- **Task statement**: Can you give the stretch of entries from the start through the line containing "<point>96,246</point>" as a Markdown table with the columns "Row" and "Text", leaving out blank lines and the pictures?

- **Input**:
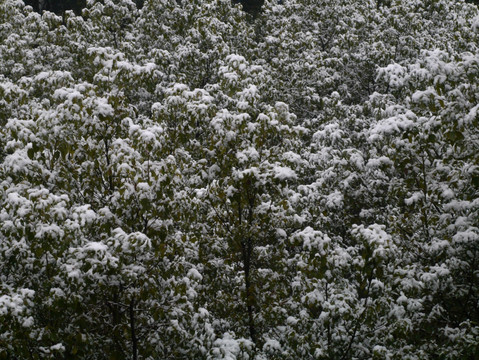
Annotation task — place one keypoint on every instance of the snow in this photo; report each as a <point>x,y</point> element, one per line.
<point>194,274</point>
<point>284,173</point>
<point>96,246</point>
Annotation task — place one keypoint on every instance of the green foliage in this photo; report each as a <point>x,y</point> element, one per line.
<point>179,180</point>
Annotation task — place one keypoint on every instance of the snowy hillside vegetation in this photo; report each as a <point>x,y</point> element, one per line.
<point>186,181</point>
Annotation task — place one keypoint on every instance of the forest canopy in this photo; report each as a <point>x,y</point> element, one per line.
<point>182,180</point>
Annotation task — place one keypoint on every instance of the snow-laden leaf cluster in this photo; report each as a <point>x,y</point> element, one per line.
<point>184,181</point>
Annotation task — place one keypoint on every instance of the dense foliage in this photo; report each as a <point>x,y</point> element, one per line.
<point>186,181</point>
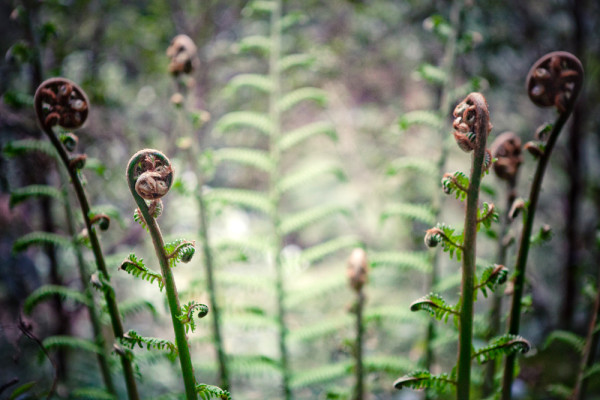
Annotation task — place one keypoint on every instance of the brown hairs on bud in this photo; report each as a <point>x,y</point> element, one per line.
<point>358,269</point>
<point>507,150</point>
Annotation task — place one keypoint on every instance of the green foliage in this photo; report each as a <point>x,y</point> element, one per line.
<point>435,305</point>
<point>136,267</point>
<point>501,346</point>
<point>47,292</point>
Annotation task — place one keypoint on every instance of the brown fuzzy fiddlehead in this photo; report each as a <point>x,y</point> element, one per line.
<point>555,80</point>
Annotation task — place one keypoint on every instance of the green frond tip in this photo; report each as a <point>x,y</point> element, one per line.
<point>435,305</point>
<point>500,346</point>
<point>491,277</point>
<point>132,339</point>
<point>419,380</point>
<point>571,339</point>
<point>135,266</point>
<point>187,314</point>
<point>40,239</point>
<point>208,392</point>
<point>457,183</point>
<point>32,191</point>
<point>180,250</point>
<point>46,292</point>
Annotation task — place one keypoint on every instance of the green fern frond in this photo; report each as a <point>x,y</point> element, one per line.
<point>298,135</point>
<point>256,43</point>
<point>46,292</point>
<point>500,346</point>
<point>32,191</point>
<point>20,147</point>
<point>132,339</point>
<point>435,305</point>
<point>259,82</point>
<point>244,198</point>
<point>403,260</point>
<point>302,219</point>
<point>41,239</point>
<point>187,314</point>
<point>136,267</point>
<point>296,61</point>
<point>491,277</point>
<point>414,164</point>
<point>245,119</point>
<point>322,250</point>
<point>309,172</point>
<point>324,327</point>
<point>71,342</point>
<point>415,212</point>
<point>208,392</point>
<point>321,375</point>
<point>255,158</point>
<point>420,117</point>
<point>575,341</point>
<point>297,96</point>
<point>419,380</point>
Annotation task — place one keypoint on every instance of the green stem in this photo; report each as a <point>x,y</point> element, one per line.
<point>181,341</point>
<point>111,302</point>
<point>469,251</point>
<point>521,264</point>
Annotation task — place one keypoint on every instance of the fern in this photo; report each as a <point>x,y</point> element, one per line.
<point>503,345</point>
<point>136,267</point>
<point>22,194</point>
<point>40,239</point>
<point>46,292</point>
<point>435,305</point>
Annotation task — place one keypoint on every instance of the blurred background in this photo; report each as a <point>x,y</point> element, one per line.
<point>376,62</point>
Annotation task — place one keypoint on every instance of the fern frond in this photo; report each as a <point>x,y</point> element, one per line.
<point>309,172</point>
<point>46,292</point>
<point>322,250</point>
<point>491,277</point>
<point>22,194</point>
<point>320,375</point>
<point>424,380</point>
<point>254,158</point>
<point>245,119</point>
<point>403,260</point>
<point>132,339</point>
<point>261,83</point>
<point>298,135</point>
<point>325,327</point>
<point>136,267</point>
<point>41,239</point>
<point>416,212</point>
<point>575,341</point>
<point>71,342</point>
<point>414,164</point>
<point>244,198</point>
<point>20,147</point>
<point>187,314</point>
<point>420,117</point>
<point>500,346</point>
<point>300,220</point>
<point>208,392</point>
<point>435,305</point>
<point>297,96</point>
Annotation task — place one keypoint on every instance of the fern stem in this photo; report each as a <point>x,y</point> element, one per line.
<point>111,302</point>
<point>181,342</point>
<point>469,250</point>
<point>521,263</point>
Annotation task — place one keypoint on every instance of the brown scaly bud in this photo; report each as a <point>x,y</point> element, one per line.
<point>507,151</point>
<point>183,54</point>
<point>358,269</point>
<point>555,80</point>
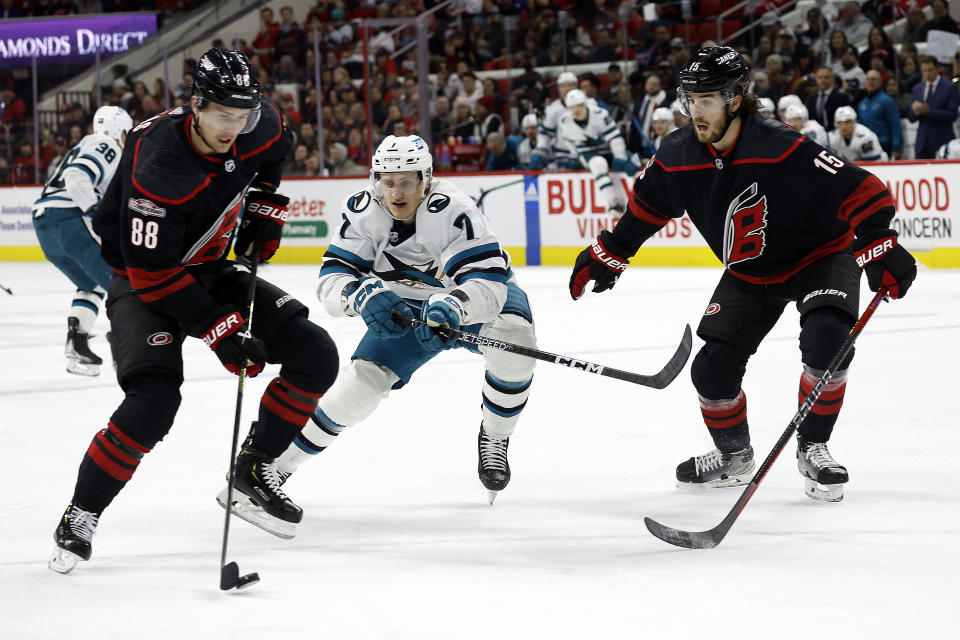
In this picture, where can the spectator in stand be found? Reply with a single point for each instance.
(440, 123)
(777, 83)
(902, 100)
(341, 164)
(935, 102)
(878, 112)
(851, 77)
(308, 136)
(296, 165)
(916, 25)
(529, 125)
(486, 121)
(854, 25)
(878, 44)
(501, 152)
(263, 44)
(823, 104)
(941, 20)
(462, 124)
(838, 44)
(909, 73)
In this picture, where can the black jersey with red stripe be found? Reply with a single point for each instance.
(170, 212)
(772, 203)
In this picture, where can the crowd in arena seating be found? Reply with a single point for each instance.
(838, 55)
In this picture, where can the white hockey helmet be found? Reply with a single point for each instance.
(575, 97)
(405, 153)
(662, 113)
(567, 77)
(797, 111)
(786, 101)
(844, 114)
(112, 122)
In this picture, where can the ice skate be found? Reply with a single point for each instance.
(257, 496)
(73, 537)
(493, 467)
(80, 360)
(717, 469)
(823, 477)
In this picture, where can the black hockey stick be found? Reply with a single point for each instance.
(230, 577)
(712, 537)
(657, 381)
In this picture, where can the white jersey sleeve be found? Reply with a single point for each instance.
(84, 174)
(449, 246)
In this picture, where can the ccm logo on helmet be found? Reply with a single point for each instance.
(267, 210)
(159, 339)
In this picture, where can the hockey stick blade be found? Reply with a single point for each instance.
(230, 578)
(658, 380)
(712, 537)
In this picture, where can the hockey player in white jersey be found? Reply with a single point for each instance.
(594, 138)
(416, 245)
(798, 117)
(853, 141)
(62, 218)
(546, 150)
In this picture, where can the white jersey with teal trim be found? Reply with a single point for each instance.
(863, 144)
(598, 134)
(449, 246)
(82, 176)
(547, 135)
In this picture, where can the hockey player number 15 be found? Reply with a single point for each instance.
(827, 162)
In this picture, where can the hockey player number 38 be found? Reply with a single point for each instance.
(827, 162)
(144, 234)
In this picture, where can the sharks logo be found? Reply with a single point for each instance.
(428, 274)
(438, 202)
(359, 202)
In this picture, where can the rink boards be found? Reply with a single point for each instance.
(548, 218)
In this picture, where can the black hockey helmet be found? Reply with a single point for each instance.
(228, 78)
(720, 69)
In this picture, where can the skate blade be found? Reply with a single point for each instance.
(63, 561)
(244, 509)
(76, 367)
(823, 492)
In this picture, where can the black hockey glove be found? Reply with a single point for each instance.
(228, 338)
(886, 262)
(263, 220)
(602, 262)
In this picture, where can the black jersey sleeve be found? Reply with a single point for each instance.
(649, 208)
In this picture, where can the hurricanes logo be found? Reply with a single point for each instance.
(744, 237)
(160, 339)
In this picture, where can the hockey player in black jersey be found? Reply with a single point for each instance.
(791, 223)
(166, 224)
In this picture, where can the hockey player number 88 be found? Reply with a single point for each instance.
(144, 234)
(827, 162)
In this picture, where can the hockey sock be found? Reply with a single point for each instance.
(818, 424)
(284, 410)
(502, 403)
(108, 464)
(726, 421)
(85, 308)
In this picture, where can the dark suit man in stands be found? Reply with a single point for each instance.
(935, 102)
(823, 103)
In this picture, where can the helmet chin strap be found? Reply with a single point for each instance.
(196, 128)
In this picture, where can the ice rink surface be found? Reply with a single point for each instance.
(398, 540)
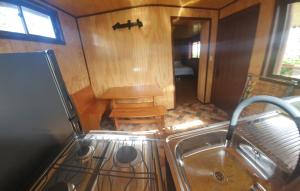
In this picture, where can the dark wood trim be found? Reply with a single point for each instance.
(145, 5)
(82, 48)
(207, 62)
(228, 4)
(173, 69)
(56, 7)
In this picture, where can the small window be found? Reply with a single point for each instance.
(196, 49)
(28, 21)
(283, 59)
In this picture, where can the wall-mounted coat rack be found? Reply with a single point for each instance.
(128, 25)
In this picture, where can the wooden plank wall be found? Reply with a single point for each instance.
(259, 87)
(137, 56)
(69, 56)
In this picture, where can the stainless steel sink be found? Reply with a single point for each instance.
(199, 159)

- **Written solution**:
| Row | Text |
|---|---|
| 1 | Annotation task — place one keypoint on every instance of the snow in this photo; report each as a <point>x,y</point> element, one per line. |
| 2 | <point>194,274</point> |
| 3 | <point>284,173</point> |
| 4 | <point>96,246</point> |